--- DOCUMENT EXCERPT ---
------------

# My Latest Damascus Creation



## therichinc (May 13, 2015)

Here is my latest Damascus Project. This is a Rigging knife made for the Tallship Elissa in Galveston. She is one of the oldest Tallships still in sailing duty. Jamie White the manager of the ship contacted us about doing a commemorative for the ship, and of course we accepted. He provided me with some Low moor Iron from the ships hull, as well as some Teak from the Captains quarters. Devin Thomas made the Damascus billet, it is a ladder pattern. These are being made by orders from the crewmembers of the boat, (this ships has about 4-6,000 followers who come and sail on her from time to time. The history of the ship is really interesting and if your ever in Galveston its worth a look around, there is a museum there and you can take a tour of the ship. (I have been invited to go on one of the annual sails, more on that later)...On with the show.

This is also the first Knife I ever Flat Ground...Might as well practice on a 400$ piece of Damascus right....

Reactions: Like 1 | EyeCandy! 2 | Way Cool 6


----------



## Kevin (May 13, 2015)

That's so cool.

Reactions: Thank You! 1


----------



## Nature Man (May 13, 2015)

Way beautiful! Chuck

Reactions: Thank You! 1


----------



## NYWoodturner (May 13, 2015)

Beautiful work Rich. Any info on the intricacies of a rigging knife?

Reactions: Thank You! 1


----------



## Foot Patrol (May 13, 2015)

Awesome Rich!!! I have never seen a rigging knives before but I like it.

Reactions: Thank You! 1


----------



## robert flynt (May 13, 2015)

Very nice work Rich, The damascus really make the whole thing eye catching. I just got two billets of stainless damascus from his brother Rob Tomas to use on an order for fillet knives.

Reactions: Thank You! 1


----------



## therichinc (May 14, 2015)

@NYWoodturner A rigging knife is what sailors carry to cut rope, and other miscellaneous things aboard the vessel. The marlin spike pictured is used for untying knots. Usually sailors will have a Marlin Spike, Rigging Knife, and a small hammer in a utility belt that is tied off to their body via a lanyard. The hammer is used to beat on the back of the knife to help cut large ropes in case of emergency.

Reactions: Way Cool 1 | Informative 1


----------

------------

--- RECORD SET ---
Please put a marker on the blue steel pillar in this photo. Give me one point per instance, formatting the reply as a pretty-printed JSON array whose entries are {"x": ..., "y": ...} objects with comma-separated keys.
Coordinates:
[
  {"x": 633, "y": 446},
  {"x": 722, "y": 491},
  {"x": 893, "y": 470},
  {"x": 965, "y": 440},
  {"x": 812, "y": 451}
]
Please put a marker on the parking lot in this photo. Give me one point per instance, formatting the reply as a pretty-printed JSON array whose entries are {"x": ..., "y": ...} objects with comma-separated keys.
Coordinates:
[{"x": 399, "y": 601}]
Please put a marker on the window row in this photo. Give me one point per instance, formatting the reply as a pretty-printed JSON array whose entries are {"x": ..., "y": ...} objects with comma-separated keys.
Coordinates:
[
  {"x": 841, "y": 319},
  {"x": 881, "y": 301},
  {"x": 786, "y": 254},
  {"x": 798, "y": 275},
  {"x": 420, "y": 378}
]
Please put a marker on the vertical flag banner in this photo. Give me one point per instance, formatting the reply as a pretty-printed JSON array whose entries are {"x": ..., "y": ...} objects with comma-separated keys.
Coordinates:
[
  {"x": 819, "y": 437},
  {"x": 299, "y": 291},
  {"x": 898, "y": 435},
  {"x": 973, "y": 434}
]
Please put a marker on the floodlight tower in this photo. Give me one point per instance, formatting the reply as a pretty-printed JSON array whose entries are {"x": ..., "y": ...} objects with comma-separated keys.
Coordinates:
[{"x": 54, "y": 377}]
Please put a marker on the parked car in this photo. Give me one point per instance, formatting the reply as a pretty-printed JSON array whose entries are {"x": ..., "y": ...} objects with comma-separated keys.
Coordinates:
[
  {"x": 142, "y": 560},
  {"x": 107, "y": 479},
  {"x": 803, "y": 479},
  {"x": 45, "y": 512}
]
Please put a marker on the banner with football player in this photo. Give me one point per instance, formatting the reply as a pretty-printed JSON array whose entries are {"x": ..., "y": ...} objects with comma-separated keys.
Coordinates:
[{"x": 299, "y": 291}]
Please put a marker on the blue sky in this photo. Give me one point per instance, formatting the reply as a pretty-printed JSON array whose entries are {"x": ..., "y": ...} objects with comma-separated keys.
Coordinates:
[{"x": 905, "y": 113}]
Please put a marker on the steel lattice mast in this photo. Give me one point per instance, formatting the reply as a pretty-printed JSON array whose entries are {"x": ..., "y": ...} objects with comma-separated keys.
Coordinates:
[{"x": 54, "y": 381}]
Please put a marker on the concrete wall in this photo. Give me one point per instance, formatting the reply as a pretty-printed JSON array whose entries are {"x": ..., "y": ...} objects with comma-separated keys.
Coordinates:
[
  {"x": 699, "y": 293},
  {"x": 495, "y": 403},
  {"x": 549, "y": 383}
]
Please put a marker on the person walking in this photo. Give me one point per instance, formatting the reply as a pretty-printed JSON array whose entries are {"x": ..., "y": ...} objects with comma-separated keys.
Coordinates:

------------

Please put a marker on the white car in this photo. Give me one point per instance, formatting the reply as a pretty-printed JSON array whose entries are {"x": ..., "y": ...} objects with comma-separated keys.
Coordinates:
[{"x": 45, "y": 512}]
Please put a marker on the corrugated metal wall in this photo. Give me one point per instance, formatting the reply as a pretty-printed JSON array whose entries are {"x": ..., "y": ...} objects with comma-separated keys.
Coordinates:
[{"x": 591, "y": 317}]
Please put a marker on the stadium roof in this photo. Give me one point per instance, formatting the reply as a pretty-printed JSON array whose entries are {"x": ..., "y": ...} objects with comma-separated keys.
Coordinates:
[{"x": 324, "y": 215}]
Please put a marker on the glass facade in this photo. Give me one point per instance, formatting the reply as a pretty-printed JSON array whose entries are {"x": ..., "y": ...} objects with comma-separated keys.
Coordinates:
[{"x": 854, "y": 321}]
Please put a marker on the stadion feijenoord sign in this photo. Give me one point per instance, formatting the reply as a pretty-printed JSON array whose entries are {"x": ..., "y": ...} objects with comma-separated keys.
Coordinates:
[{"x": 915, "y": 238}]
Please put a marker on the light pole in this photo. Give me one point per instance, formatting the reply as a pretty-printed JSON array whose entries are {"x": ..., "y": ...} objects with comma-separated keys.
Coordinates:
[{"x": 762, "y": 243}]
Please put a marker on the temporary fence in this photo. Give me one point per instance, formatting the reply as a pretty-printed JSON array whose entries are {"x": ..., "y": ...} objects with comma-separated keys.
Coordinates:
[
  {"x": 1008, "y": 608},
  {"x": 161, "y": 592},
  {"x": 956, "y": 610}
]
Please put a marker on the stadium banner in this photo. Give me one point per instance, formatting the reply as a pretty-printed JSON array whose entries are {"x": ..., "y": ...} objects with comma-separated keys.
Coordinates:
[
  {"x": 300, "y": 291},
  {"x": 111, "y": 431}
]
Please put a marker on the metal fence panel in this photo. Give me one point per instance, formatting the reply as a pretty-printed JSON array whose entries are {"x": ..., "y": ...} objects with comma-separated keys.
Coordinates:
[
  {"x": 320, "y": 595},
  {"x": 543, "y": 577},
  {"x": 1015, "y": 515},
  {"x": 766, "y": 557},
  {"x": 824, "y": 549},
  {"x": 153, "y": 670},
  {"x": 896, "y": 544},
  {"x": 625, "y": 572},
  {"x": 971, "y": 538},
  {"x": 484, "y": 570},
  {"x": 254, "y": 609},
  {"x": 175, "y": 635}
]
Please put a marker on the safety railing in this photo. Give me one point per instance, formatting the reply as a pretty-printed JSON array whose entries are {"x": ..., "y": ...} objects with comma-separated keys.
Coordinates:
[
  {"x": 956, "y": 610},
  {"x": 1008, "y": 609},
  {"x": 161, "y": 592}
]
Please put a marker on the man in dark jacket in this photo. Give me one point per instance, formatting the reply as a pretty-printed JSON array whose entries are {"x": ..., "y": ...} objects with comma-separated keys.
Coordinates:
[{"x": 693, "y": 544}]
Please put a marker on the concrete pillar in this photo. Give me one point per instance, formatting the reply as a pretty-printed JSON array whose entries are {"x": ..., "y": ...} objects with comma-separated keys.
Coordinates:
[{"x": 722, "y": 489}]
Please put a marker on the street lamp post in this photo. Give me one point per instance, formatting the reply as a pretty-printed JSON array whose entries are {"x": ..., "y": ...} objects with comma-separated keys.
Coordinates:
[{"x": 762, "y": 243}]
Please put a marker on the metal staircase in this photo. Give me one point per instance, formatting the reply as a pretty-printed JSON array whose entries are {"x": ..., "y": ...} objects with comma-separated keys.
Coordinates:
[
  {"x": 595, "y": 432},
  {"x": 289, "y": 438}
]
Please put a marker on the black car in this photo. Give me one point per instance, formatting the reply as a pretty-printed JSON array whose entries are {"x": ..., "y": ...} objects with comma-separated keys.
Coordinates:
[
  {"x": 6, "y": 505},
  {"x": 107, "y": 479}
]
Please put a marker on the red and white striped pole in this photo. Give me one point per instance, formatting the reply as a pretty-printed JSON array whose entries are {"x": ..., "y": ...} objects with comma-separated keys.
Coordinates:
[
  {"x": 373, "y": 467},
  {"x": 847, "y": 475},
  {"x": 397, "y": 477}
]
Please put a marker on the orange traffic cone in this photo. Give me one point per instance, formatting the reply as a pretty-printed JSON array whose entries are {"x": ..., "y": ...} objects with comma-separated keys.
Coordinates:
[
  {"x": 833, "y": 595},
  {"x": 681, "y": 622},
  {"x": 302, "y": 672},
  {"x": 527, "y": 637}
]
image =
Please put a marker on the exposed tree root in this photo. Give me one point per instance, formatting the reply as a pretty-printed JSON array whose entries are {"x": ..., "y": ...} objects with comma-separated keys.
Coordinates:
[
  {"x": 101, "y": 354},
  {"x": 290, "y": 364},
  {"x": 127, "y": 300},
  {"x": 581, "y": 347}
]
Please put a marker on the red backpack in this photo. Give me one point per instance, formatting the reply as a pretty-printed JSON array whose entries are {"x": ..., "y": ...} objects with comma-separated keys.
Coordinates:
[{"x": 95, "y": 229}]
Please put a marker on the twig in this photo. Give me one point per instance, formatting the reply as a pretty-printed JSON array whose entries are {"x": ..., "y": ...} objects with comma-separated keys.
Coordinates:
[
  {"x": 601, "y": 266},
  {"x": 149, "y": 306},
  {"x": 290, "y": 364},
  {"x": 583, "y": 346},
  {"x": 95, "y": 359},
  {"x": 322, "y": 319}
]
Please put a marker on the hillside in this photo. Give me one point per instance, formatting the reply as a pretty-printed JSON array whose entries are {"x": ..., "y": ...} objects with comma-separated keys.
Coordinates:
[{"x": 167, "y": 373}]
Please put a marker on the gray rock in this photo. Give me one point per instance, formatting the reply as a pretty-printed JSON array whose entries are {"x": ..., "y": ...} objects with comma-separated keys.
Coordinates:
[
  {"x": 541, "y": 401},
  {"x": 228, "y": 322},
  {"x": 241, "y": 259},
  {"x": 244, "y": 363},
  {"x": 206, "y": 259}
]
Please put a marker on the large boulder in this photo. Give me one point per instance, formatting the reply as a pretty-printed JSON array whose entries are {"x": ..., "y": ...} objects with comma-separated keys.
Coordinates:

------------

--- GIVEN PROBLEM 1 ---
In the knife thread, what pattern is the Damascus billet?
--- GIVEN PROBLEM 2 ---
Rewrite the knife thread, everything from "This is also" down to "That's so cool.", with "practice" changed to "experiment".

--- COMPLETE ANSWER 1 ---
A ladder pattern.

--- COMPLETE ANSWER 2 ---
This is also the first Knife I ever Flat Ground...Might as well experiment on a 400$ piece of Damascus right....

Reactions: Like 1 | EyeCandy! 2 | Way Cool 6


----------



## Kevin (May 13, 2015)

That's so cool.